Written instruction:
Copy out each line in the rows below that contains the word "flour".

Task data:
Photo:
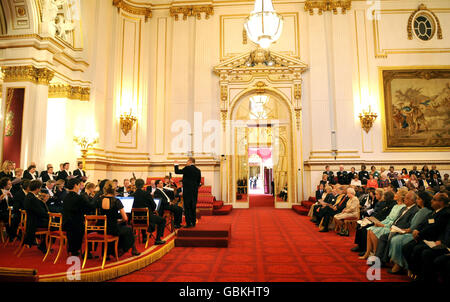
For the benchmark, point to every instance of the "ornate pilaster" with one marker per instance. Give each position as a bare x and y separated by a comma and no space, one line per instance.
327,5
41,76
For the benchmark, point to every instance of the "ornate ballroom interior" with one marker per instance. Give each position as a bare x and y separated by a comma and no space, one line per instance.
181,72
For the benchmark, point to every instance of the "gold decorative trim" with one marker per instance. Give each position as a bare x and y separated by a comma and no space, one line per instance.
41,76
191,10
70,92
132,9
423,8
327,5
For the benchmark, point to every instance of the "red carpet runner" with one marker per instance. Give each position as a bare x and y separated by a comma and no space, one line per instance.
267,244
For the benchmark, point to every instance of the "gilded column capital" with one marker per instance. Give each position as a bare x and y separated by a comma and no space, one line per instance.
69,92
327,5
41,76
191,10
133,9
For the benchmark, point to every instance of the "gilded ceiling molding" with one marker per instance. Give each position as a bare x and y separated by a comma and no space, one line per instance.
133,9
69,92
327,5
423,7
191,10
41,76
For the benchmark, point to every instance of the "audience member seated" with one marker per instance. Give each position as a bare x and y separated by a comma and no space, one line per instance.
351,211
37,215
75,207
327,213
113,209
328,199
433,231
363,175
372,182
355,181
167,205
342,176
143,199
385,203
401,224
397,241
383,227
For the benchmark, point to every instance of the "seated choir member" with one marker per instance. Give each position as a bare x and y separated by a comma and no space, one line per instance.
384,227
328,198
113,209
80,173
75,207
320,191
355,181
351,211
37,215
383,206
402,223
167,205
397,241
30,173
342,176
143,199
327,213
7,171
432,230
48,174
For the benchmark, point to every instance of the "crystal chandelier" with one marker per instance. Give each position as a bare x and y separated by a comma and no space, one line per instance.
264,25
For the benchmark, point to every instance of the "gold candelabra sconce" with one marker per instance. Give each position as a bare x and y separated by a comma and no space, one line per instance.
367,119
127,121
85,143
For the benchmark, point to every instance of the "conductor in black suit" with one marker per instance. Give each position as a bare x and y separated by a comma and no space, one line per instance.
191,181
177,211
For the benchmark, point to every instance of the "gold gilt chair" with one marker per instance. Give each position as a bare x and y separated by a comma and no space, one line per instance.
55,231
97,226
140,220
39,232
3,228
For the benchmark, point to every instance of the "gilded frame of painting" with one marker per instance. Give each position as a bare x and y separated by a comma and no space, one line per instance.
423,74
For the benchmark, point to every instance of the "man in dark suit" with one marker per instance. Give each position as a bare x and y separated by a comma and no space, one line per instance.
74,209
65,173
166,205
37,215
403,221
48,175
432,230
143,199
399,182
79,173
191,181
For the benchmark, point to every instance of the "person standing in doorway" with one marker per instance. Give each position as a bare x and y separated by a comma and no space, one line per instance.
191,182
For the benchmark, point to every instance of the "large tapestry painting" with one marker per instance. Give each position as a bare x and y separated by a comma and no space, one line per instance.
417,108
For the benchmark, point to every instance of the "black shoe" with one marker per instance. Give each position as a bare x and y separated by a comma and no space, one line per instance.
355,249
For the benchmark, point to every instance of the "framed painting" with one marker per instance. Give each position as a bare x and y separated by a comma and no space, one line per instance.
416,109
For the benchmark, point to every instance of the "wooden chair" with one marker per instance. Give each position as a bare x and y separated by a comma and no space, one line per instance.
140,220
3,228
39,232
55,231
98,235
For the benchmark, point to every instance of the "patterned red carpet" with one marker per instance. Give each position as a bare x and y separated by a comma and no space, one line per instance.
267,244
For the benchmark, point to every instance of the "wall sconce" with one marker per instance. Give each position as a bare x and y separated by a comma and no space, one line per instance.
85,143
127,121
367,119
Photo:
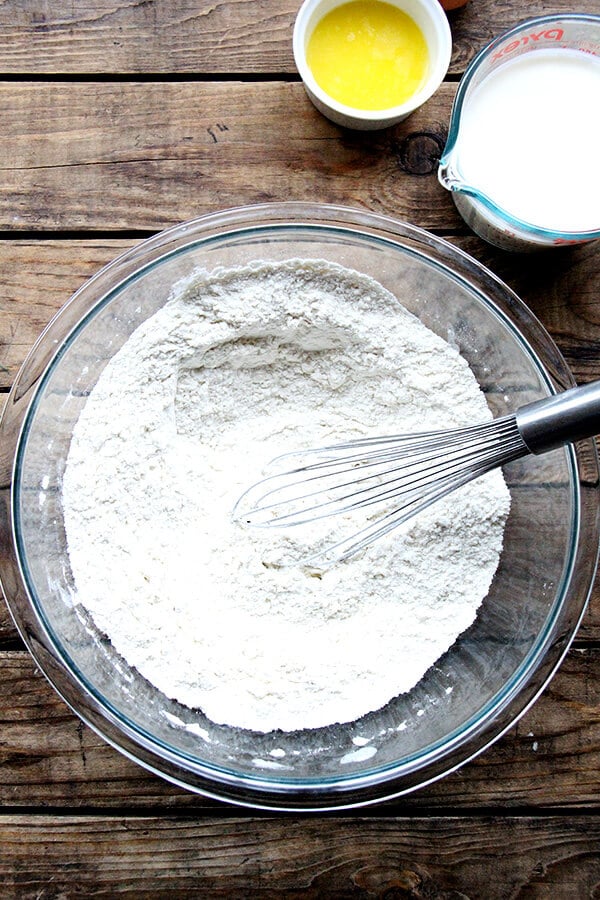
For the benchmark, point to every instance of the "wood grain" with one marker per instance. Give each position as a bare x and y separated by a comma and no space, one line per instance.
242,36
39,276
550,758
449,859
143,156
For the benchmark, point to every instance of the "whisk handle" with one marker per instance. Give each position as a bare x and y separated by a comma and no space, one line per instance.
560,419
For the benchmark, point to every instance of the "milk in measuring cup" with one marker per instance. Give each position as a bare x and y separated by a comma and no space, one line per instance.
529,138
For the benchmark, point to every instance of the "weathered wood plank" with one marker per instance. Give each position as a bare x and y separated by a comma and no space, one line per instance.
447,859
560,287
243,36
550,758
130,155
38,276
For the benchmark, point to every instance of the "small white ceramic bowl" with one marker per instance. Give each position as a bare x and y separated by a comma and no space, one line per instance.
431,19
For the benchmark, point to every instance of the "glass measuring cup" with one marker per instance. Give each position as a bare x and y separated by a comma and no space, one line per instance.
486,216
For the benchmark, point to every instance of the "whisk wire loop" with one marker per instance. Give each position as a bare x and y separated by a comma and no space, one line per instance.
402,474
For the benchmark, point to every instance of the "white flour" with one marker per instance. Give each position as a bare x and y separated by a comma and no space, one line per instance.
237,367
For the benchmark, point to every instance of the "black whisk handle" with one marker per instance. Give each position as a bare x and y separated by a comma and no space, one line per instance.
560,419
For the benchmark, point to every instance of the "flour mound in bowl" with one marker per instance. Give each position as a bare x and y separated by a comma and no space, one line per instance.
239,366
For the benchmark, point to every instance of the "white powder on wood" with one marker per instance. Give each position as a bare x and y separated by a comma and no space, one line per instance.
239,366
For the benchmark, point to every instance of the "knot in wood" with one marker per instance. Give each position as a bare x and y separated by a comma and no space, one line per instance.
420,152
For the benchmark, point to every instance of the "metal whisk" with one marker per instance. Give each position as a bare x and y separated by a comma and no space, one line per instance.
404,474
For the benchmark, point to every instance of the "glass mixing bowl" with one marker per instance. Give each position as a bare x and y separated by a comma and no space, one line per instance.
474,692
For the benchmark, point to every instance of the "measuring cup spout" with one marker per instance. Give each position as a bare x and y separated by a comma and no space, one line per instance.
448,176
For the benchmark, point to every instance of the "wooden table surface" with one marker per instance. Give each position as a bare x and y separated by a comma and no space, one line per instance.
121,117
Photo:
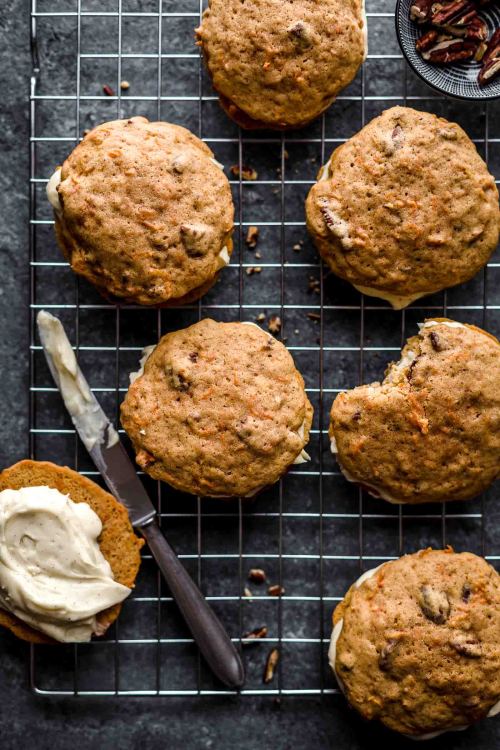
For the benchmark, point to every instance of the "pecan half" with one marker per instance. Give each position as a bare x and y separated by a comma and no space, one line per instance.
434,604
420,10
451,50
460,19
426,41
491,60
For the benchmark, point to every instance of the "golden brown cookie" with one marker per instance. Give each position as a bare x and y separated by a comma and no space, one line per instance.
220,410
144,212
431,430
281,63
405,208
118,543
416,642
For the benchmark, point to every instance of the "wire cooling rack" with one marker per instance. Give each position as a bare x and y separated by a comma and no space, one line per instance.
312,533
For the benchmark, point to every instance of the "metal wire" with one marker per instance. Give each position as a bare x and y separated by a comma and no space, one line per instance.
305,532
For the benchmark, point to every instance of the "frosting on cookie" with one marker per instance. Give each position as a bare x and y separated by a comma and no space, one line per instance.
53,576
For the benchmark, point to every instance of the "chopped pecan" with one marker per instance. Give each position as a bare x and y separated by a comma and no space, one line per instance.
466,593
271,664
301,33
385,655
435,341
276,590
491,60
434,604
274,324
255,634
451,50
466,645
252,237
420,10
257,575
196,238
246,172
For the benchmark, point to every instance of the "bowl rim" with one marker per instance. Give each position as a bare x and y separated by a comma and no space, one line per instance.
451,95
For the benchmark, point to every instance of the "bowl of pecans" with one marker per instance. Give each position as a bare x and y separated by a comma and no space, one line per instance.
453,45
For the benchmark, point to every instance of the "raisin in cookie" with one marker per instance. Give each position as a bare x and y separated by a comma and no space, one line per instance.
278,63
405,208
416,642
144,212
431,430
218,409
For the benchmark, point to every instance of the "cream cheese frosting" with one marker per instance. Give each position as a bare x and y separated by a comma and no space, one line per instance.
332,658
83,407
53,576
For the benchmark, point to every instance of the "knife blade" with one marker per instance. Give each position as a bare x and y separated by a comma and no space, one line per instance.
112,460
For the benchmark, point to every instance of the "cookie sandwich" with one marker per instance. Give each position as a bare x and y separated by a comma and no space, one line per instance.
430,432
144,212
218,409
68,554
279,64
405,208
416,643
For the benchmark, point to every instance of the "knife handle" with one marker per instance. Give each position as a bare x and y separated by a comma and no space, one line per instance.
207,630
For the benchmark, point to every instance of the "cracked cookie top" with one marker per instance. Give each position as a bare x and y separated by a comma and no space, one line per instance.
419,643
220,410
405,207
280,63
430,431
144,212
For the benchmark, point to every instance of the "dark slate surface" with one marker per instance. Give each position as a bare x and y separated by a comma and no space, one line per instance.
219,722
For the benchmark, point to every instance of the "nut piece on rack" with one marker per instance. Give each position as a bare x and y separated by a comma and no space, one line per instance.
491,60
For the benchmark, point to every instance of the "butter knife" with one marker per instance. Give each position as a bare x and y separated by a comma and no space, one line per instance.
104,446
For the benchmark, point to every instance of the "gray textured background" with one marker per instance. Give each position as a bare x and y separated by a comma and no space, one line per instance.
249,722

Exercise solution:
For the benchmark, point to every instance of the "white flour" with one marker per instance. Give each position as a bare x and y separated by a comma and no space, one line per instance.
For the benchmark, point to every instance of the "flour mound in bowl" with one marker per instance. Give each position as a bare x and y separated by a comma and no space, one line per instance.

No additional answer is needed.